-------- Material provided --------

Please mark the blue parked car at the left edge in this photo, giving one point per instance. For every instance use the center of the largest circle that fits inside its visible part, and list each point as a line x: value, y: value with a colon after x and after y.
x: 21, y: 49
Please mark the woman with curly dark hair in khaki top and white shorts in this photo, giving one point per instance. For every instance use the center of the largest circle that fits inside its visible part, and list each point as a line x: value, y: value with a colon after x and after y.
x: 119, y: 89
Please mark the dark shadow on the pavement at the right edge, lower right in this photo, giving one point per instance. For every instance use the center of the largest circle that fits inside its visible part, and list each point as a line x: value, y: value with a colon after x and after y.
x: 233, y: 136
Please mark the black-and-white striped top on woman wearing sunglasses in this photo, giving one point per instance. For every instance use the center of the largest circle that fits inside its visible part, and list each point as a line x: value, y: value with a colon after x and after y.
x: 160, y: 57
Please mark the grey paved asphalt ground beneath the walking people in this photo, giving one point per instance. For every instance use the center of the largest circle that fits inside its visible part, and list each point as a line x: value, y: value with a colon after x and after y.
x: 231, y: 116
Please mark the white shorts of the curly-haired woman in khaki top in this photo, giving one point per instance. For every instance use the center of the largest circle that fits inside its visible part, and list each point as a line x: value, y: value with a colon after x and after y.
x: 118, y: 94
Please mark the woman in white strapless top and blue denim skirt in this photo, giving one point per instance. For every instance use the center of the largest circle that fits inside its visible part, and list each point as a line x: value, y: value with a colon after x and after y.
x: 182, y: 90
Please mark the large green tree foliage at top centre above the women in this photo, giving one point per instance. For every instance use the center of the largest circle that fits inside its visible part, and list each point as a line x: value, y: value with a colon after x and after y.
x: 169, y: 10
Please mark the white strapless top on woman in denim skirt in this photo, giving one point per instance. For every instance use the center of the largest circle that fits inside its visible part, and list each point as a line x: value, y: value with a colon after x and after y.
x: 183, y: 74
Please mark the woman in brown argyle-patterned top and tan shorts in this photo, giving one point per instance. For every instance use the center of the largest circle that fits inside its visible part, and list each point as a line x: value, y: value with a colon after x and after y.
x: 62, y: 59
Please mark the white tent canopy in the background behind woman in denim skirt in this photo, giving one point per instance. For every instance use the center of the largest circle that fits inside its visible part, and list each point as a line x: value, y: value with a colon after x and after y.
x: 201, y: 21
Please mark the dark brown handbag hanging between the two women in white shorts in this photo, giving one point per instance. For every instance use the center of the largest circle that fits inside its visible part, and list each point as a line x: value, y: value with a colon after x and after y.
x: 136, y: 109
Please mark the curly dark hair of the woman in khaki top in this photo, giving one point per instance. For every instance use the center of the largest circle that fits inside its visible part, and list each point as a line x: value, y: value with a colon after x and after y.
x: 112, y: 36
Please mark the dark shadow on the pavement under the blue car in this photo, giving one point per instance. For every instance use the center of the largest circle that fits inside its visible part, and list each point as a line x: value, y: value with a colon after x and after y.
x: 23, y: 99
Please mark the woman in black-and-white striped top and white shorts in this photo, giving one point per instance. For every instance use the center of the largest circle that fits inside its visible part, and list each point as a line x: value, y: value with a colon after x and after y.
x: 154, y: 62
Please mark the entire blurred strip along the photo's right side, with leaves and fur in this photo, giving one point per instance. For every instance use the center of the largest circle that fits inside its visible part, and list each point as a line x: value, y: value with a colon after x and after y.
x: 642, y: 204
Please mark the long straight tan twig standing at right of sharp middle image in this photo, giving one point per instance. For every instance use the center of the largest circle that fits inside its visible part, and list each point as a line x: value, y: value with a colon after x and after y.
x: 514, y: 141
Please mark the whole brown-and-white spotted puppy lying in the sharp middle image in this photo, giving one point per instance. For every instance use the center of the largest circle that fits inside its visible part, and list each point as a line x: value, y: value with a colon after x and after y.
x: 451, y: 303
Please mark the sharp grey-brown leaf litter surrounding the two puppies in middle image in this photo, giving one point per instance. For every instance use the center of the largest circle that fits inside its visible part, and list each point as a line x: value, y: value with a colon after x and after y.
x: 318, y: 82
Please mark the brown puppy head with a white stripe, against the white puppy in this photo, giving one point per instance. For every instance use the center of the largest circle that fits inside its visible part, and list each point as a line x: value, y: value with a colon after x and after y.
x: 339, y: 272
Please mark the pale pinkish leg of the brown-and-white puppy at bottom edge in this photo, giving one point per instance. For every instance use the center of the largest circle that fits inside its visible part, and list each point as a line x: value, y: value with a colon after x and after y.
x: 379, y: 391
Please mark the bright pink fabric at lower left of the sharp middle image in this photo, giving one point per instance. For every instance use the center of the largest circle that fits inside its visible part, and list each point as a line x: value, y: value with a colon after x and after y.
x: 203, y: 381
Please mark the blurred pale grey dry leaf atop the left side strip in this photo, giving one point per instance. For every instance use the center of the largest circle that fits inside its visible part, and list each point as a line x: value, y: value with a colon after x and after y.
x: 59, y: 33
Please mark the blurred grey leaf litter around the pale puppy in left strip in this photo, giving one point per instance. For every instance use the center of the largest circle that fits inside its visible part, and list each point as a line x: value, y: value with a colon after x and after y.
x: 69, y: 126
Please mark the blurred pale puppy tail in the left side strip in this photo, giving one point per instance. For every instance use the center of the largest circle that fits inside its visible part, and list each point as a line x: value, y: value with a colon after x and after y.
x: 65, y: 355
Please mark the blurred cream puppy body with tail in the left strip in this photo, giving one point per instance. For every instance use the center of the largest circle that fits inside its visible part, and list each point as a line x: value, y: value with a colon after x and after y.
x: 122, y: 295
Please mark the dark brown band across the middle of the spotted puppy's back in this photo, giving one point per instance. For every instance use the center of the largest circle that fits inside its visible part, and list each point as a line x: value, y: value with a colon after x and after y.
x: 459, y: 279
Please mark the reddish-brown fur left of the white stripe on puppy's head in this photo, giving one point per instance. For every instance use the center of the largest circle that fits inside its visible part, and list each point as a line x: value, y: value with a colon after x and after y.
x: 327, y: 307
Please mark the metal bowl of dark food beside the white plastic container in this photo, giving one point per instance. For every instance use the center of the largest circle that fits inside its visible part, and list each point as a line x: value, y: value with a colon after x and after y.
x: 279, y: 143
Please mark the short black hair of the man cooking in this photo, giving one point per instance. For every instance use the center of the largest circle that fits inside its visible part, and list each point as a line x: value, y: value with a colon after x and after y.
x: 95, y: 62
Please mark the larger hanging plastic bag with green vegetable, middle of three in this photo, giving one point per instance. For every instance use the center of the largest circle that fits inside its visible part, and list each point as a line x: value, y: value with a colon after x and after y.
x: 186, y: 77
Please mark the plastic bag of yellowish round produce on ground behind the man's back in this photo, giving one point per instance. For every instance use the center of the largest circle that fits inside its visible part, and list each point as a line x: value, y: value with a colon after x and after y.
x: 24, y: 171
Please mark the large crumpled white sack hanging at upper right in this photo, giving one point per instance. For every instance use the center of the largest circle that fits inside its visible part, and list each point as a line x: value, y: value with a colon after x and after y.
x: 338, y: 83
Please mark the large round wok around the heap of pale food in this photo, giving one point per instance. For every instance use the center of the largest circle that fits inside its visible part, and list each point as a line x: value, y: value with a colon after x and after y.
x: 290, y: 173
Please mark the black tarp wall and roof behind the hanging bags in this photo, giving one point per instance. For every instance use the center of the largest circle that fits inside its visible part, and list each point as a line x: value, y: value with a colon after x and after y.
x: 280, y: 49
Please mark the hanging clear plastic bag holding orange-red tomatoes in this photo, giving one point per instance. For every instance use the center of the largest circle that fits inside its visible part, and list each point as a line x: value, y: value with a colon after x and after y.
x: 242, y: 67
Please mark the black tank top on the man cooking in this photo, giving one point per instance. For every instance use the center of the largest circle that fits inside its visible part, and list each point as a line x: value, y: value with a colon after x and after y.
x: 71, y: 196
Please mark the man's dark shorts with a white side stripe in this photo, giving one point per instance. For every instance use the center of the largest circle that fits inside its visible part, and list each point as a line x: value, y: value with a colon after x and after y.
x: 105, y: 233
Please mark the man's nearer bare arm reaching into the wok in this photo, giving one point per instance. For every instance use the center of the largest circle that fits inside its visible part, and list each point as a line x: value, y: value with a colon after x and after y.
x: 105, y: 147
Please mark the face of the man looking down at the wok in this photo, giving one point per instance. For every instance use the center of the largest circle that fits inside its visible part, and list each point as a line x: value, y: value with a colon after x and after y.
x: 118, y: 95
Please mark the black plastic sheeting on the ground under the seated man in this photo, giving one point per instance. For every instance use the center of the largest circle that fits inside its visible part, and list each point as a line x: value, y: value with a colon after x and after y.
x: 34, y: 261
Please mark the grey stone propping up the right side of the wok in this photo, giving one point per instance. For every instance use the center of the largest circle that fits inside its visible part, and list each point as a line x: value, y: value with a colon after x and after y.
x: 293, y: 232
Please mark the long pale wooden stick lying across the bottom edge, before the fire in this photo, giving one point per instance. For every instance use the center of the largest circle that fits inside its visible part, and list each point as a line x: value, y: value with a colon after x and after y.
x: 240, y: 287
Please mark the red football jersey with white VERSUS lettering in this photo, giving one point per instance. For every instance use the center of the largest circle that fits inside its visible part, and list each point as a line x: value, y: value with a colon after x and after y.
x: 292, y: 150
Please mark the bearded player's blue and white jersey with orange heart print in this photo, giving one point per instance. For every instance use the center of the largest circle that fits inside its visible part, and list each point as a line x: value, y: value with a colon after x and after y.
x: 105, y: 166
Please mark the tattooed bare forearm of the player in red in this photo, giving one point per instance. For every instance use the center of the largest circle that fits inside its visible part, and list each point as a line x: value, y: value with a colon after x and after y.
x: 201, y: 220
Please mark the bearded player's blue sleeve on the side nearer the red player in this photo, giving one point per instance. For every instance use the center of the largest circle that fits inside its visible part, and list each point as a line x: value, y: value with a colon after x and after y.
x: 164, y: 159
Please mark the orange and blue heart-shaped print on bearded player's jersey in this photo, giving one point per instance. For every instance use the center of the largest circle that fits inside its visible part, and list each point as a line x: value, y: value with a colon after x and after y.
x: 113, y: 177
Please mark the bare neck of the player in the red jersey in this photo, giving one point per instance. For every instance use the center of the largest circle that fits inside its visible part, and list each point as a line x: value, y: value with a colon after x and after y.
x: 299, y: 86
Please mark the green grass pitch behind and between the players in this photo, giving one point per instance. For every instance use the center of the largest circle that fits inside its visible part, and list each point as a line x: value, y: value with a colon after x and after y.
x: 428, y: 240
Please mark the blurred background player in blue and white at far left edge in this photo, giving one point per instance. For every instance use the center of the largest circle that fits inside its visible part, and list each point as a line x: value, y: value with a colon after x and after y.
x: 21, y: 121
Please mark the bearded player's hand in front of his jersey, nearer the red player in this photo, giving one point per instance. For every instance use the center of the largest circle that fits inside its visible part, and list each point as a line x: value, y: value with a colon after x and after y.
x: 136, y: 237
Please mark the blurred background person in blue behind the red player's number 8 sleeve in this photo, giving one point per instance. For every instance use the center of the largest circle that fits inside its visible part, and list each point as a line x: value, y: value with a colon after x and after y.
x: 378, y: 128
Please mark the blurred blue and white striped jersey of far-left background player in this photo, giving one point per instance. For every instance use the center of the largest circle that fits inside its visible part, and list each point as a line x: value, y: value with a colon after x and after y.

--------

## What you need to do:
Copy out the line containing "Please mark the blurred background person", then every line after it through the end of the listing, exactly and with nothing else.

## Task response:
Please mark the blurred background person in blue behind the red player's number 8 sleeve in this photo, giving one point per instance. For every instance use the center of the largest circle that fits inside its visible part, and list each point as a line x: value, y: value with a colon after x and after y.
x: 378, y: 128
Please mark the blurred blue and white striped jersey of far-left background player in this photo, giving one point per instance. For every instance use the center of the largest circle that fits inside its visible part, and list each point as a line x: value, y: value with a colon after x and after y.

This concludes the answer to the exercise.